■ **DATA PROVIDED**
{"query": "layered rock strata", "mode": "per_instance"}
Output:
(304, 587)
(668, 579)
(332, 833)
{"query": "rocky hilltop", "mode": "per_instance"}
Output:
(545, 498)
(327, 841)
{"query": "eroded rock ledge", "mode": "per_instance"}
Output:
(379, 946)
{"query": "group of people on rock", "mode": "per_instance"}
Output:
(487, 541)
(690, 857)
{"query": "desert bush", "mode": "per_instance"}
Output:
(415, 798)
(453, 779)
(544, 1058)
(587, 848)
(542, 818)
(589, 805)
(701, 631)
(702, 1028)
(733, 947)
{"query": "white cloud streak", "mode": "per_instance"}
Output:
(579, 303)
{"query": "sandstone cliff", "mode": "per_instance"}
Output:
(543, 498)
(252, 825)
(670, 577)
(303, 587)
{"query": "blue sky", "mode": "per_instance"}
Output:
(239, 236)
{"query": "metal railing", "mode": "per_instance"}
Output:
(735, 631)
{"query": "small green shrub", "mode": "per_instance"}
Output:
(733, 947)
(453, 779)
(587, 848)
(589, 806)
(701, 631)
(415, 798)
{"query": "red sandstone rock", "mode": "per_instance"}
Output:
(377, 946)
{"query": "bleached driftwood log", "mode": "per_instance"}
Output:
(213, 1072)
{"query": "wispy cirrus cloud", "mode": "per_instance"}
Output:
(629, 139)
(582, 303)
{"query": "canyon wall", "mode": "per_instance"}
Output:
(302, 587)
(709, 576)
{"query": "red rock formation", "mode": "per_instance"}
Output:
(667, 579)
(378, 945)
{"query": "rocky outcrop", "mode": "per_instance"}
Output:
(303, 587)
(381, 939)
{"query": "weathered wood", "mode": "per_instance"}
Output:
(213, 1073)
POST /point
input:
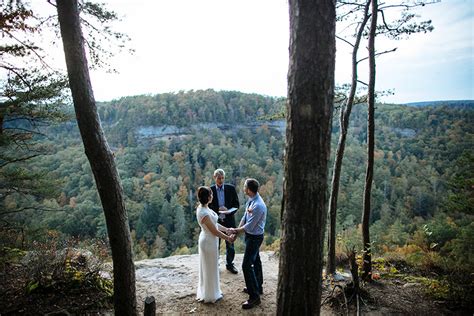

■ **EXERCISE AIM**
Could you set out every line of the listing above as a numbered list, skipping any blank lines and leaving the pictures out?

■ **RESPONSE TO THIS TASK**
1. {"query": "layered rock strata", "mode": "per_instance"}
2. Output:
3. (304, 587)
4. (668, 579)
5. (332, 833)
6. {"query": "rocky hilltop", "mode": "per_instance"}
7. Output:
8. (545, 498)
9. (327, 841)
10. {"query": "eroded rock ledge", "mode": "per_instance"}
11. Output:
12. (379, 946)
13. {"query": "group of people on rock", "mode": "per_instance"}
14. Output:
15. (487, 541)
16. (690, 857)
17. {"query": "desert bush", "mode": "per_instance"}
18. Output:
19. (415, 798)
20. (453, 779)
21. (544, 1058)
22. (587, 848)
23. (542, 818)
24. (589, 805)
25. (701, 631)
26. (702, 1028)
27. (733, 947)
28. {"query": "white cloud streak", "mode": "per_instance"}
29. Output:
30. (579, 303)
31. {"query": "sandstone cliff", "mode": "per_instance"}
32. Output:
33. (543, 498)
34. (252, 825)
35. (670, 577)
36. (303, 587)
37. {"query": "blue sky", "mode": "per_instance"}
38. Output:
39. (239, 236)
40. {"query": "metal railing", "mode": "per_instance"}
41. Output:
42. (735, 631)
43. {"query": "small green shrub", "mode": "per_instance"}
44. Output:
45. (733, 947)
46. (453, 779)
47. (587, 848)
48. (589, 806)
49. (701, 631)
50. (415, 798)
51. {"query": "red sandstone rock", "mode": "per_instance"}
52. Output:
53. (377, 946)
54. {"query": "bleached driftwood log", "mode": "per_instance"}
55. Output:
56. (213, 1072)
57. {"query": "wispy cirrus cloud", "mode": "per_instance"}
58. Output:
59. (629, 139)
60. (582, 303)
61. {"query": "canyon wall", "mode": "per_instance"}
62. Output:
63. (302, 587)
64. (709, 576)
65. {"query": "red rock formation", "mode": "per_instance"}
66. Output:
67. (667, 579)
68. (378, 945)
69. {"query": "rocky outcrop", "mode": "per_instance"}
70. Output:
71. (303, 587)
72. (381, 939)
73. {"query": "weathered wood", "mode": "per_instance"}
74. Output:
75. (213, 1073)
76. POST /point
77. input:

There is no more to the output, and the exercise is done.